Reproduce every line of the listing below word for word.

(Pointing and labeling listing)
-- start --

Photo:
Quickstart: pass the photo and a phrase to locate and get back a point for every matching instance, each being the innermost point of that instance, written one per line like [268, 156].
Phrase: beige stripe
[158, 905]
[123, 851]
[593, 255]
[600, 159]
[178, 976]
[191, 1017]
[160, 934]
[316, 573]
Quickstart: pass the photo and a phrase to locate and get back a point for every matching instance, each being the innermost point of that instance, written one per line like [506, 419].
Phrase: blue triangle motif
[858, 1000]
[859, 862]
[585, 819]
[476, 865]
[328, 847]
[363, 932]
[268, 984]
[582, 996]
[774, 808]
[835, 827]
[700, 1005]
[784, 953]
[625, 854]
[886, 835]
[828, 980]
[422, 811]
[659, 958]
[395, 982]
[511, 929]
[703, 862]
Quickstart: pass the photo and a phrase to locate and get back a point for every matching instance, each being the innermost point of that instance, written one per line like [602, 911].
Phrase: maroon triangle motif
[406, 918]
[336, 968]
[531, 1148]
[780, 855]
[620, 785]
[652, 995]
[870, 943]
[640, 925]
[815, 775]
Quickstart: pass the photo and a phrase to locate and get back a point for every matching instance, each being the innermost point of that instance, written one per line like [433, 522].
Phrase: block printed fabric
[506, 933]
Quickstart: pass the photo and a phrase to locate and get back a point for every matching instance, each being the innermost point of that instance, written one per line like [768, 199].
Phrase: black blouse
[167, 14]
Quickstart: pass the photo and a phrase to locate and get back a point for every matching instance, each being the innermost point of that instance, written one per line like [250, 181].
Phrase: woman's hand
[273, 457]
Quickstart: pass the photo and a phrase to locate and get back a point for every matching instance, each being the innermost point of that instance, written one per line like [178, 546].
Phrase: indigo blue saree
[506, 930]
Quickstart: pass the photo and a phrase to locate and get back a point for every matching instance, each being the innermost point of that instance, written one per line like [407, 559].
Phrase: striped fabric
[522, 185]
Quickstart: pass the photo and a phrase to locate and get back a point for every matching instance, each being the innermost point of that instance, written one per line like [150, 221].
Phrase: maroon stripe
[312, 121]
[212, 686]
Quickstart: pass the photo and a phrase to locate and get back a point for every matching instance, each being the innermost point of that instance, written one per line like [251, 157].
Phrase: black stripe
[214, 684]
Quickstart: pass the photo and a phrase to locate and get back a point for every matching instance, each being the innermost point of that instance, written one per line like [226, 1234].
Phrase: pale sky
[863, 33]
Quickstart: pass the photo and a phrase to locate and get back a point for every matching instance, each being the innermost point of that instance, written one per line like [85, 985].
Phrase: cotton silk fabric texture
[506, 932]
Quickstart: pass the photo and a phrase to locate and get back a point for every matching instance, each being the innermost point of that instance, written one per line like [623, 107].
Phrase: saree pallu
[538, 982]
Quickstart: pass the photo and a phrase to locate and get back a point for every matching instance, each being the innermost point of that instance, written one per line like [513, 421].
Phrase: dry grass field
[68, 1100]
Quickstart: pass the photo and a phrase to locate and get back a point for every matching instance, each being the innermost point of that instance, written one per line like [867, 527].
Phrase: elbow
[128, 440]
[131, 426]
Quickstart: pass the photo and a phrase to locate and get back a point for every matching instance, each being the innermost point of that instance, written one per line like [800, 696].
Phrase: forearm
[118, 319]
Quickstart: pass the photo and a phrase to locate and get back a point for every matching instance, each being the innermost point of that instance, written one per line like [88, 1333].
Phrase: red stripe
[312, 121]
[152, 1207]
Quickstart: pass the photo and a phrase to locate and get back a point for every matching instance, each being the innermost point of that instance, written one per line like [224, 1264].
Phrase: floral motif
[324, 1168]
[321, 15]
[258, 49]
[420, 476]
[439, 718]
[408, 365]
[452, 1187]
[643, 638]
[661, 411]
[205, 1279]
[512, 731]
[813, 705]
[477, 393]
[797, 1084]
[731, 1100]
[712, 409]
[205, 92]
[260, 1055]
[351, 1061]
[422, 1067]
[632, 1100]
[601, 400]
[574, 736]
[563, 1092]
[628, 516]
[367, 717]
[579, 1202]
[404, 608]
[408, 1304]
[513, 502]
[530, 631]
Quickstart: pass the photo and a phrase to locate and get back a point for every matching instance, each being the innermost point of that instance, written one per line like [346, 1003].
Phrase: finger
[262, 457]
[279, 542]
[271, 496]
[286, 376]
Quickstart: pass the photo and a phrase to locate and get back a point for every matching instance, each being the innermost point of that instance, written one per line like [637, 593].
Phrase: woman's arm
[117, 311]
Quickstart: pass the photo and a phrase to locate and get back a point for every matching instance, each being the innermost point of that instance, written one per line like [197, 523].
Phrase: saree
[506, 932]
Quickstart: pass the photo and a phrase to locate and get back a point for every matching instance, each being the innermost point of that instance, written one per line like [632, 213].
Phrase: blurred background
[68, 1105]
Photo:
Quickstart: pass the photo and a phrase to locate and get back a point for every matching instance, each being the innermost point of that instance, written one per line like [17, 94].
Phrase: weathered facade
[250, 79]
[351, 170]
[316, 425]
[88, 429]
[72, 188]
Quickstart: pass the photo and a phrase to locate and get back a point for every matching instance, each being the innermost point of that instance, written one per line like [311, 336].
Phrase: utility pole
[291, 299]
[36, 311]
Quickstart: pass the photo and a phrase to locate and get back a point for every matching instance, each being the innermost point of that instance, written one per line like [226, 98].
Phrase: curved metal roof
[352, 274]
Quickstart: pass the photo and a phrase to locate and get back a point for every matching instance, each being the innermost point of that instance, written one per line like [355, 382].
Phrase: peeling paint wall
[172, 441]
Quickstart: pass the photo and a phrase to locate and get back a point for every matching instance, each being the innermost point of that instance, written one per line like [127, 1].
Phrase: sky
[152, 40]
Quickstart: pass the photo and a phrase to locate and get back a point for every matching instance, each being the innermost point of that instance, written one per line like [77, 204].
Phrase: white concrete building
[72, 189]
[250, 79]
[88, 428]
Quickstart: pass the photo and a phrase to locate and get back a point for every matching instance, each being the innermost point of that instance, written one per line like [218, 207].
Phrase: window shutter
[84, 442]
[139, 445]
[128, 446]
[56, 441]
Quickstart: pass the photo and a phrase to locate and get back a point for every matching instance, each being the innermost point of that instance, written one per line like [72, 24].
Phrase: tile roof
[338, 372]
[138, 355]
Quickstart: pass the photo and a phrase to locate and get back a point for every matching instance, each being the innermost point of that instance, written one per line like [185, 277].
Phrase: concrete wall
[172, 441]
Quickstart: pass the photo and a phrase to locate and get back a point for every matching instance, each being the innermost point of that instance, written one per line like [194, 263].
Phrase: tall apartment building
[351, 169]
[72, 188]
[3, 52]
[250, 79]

-- end --

EXPECTED OUTPUT |
Photo:
Quickstart: pass the photo and a phrase to locate and get back a point for every matching instance, each being the innermost point of that instance, written one per line like [268, 156].
Phrase: beige stripe
[158, 905]
[123, 851]
[593, 255]
[600, 159]
[178, 976]
[191, 1017]
[160, 934]
[316, 573]
Quickstart: pass the photo and a phrase to locate and get back a point for every matching instance, each being the innermost point of that instance, written one per line like [506, 419].
Phrase: blue triangle motif
[858, 1000]
[859, 862]
[585, 819]
[476, 865]
[328, 847]
[363, 932]
[268, 984]
[582, 996]
[774, 808]
[835, 827]
[700, 1005]
[784, 953]
[625, 854]
[886, 835]
[828, 980]
[422, 811]
[659, 958]
[395, 982]
[511, 929]
[703, 862]
Quickstart: pass the photo and a phrase to locate and get back a point for every matching instance, each being the innermost point of that instance, written one per line like [602, 911].
Phrase: maroon triangle motif
[406, 918]
[336, 968]
[531, 1148]
[780, 855]
[620, 785]
[652, 995]
[870, 943]
[640, 925]
[815, 775]
Quickstart: pass the photo and a phrase to locate and get back a point for every matching instance, each being the innermost point of that instance, written one per line like [433, 522].
Phrase: block printed fabric
[506, 933]
Quickstart: pass the photo and a phrase to locate and get back a point for every matching instance, each being the innermost point of that instance, written one per line like [768, 199].
Phrase: black blouse
[167, 14]
Quickstart: pass the photo and a phrase to locate and get back a point for every matching instance, each being the innermost point of that instance, written one per line like [250, 181].
Phrase: woman's hand
[273, 457]
Quickstart: pass the photo and a phrase to locate and get back a point for every matching instance, each being the innermost point of that instance, written one per line like [178, 546].
Phrase: indigo blue saree
[506, 930]
Quickstart: pass the photo and a phrase to locate and get back a point for every matching instance, each being the innermost point of that instance, written one per line like [407, 559].
Phrase: striped fabric
[522, 185]
Quickstart: pass the photo and a phrase to locate and get back a point for every matching instance, each being the innermost point of that instance, written one per line like [150, 221].
Phrase: maroon stripe
[312, 121]
[212, 686]
Quickstart: pass the photo and a phrase to locate and get back a point for every matching instance, each being the innermost point of that instance, written one per line like [251, 157].
Phrase: black stripe
[214, 684]
Quickstart: pass the photo and a phrase to locate and get back a point for every matching instance, each being the innermost point of that instance, written one per line like [226, 1234].
Phrase: pale sky
[863, 33]
Quickstart: pass the photo and a phrase to locate and get back a point for every matching instance, each being the innermost point of that instance, written one per line like [85, 985].
Phrase: cotton silk fabric texture
[506, 932]
Quickstart: pass the photo and a phrase to locate and get back a point for every matching instance, each being the innermost point of that instance, written one per line like [623, 107].
Phrase: saree pallu
[538, 982]
Quickstart: pass the photo and a phrase to locate and get back a point for every matching instance, each being the innermost point of that instance, written one per line like [513, 421].
Phrase: dry grass field
[68, 1100]
Quickstart: pass the photo and a phrase to locate and get back a point for every matching instance, each being the innermost point of that instance, written one per line like [867, 527].
Phrase: elbow
[128, 440]
[131, 426]
Quickstart: pass the photo and a phrase to locate and get back a point for every matching instance, each being the innermost point of that instance, written one per line like [800, 696].
Phrase: forearm
[118, 319]
Quickstart: pass the photo and a phrase to locate and get back a point for every matching instance, each being the innermost point of that instance, written one per line like [88, 1333].
Phrase: red stripe
[312, 121]
[152, 1207]
Quickstart: pass the photo and a phrase to locate and get back a point for every matching instance, each being the innermost point of that instance, written one per line like [224, 1264].
Phrase: floral motif
[324, 1168]
[321, 15]
[258, 49]
[420, 476]
[439, 718]
[408, 365]
[452, 1187]
[643, 638]
[661, 411]
[205, 1279]
[512, 731]
[813, 705]
[477, 393]
[797, 1084]
[731, 1100]
[712, 409]
[205, 92]
[260, 1055]
[351, 1061]
[422, 1067]
[632, 1100]
[601, 400]
[574, 736]
[563, 1092]
[628, 516]
[367, 717]
[579, 1202]
[404, 608]
[408, 1304]
[513, 502]
[530, 631]
Quickstart: pass the photo and a phrase to locate and get back a point for every matching instance, each being the innermost point of that instance, written one per line like [346, 1003].
Phrase: finger
[262, 457]
[279, 542]
[271, 496]
[286, 376]
Quickstart: pass the photo and a phrase to locate and get back a point for every matching instance, each being the innermost point of that instance, written one per line like [637, 593].
Phrase: woman's arm
[117, 311]
Quickstart: pass the photo and a phrase to locate and get back a point for every matching instance, each being the innermost point of that instance, written one per line like [197, 523].
Phrase: saree
[506, 932]
Quickstart: pass the photo and a phrase to locate and get back a point for every matching instance, each being the innermost point of that instance, written one per line like [632, 213].
Phrase: blurred background
[68, 1105]
Photo:
Quickstart: pass the photo and a phrase to locate and get back a point for every matching instance, each being the innermost point of that instance, written one per line like [17, 94].
Phrase: weathered facade
[250, 79]
[351, 170]
[316, 425]
[88, 429]
[72, 188]
Quickstart: pass the photo and a phrase to locate and get back a point for every matching instance, each being the innermost point of that instance, written one per line like [311, 336].
Phrase: utility pole
[291, 299]
[36, 311]
Quickstart: pass the photo and a phrase to locate and get back a point for every matching instance, each being the innermost point of that instance, written one per line like [226, 98].
Phrase: curved metal roof
[352, 274]
Quickstart: pass the photo and a phrase to locate and get back a point for every matching instance, each being the innermost point of that instance, written one per line like [355, 382].
Phrase: peeling paint wall
[172, 441]
Quickstart: pass the photo and a phrase to locate and get back a point for every matching instance, each being the innermost point of that instance, written one per line like [127, 1].
Phrase: sky
[152, 40]
Quickstart: pass the photo and a phrase to locate and get back a point for every matching instance, each being the innermost point of that instance, written one per line like [77, 204].
Phrase: white concrete building
[72, 189]
[250, 79]
[88, 428]
Quickstart: pass the photo and a phrase to locate and get back a point for every matching instance, each being the innermost point of that instance, written one per line like [218, 207].
Phrase: window shutter
[84, 442]
[139, 445]
[128, 446]
[56, 441]
Quickstart: pass the photo and a phrase to locate and get back a point for every matching instance, each being the innermost point of that instance, written one per line like [72, 24].
Phrase: tile roof
[338, 372]
[138, 355]
Quickstart: pass the photo and a phrase to locate and get back a point for every matching instance, each being the innermost point of that instance, written one per line like [185, 277].
Phrase: concrete wall
[172, 441]
Quickstart: pass the photo and a phrase to locate and get back a point for every matching instance, each being the innermost point of that instance, written one per line like [194, 263].
Phrase: tall apartment building
[351, 169]
[72, 188]
[3, 52]
[250, 79]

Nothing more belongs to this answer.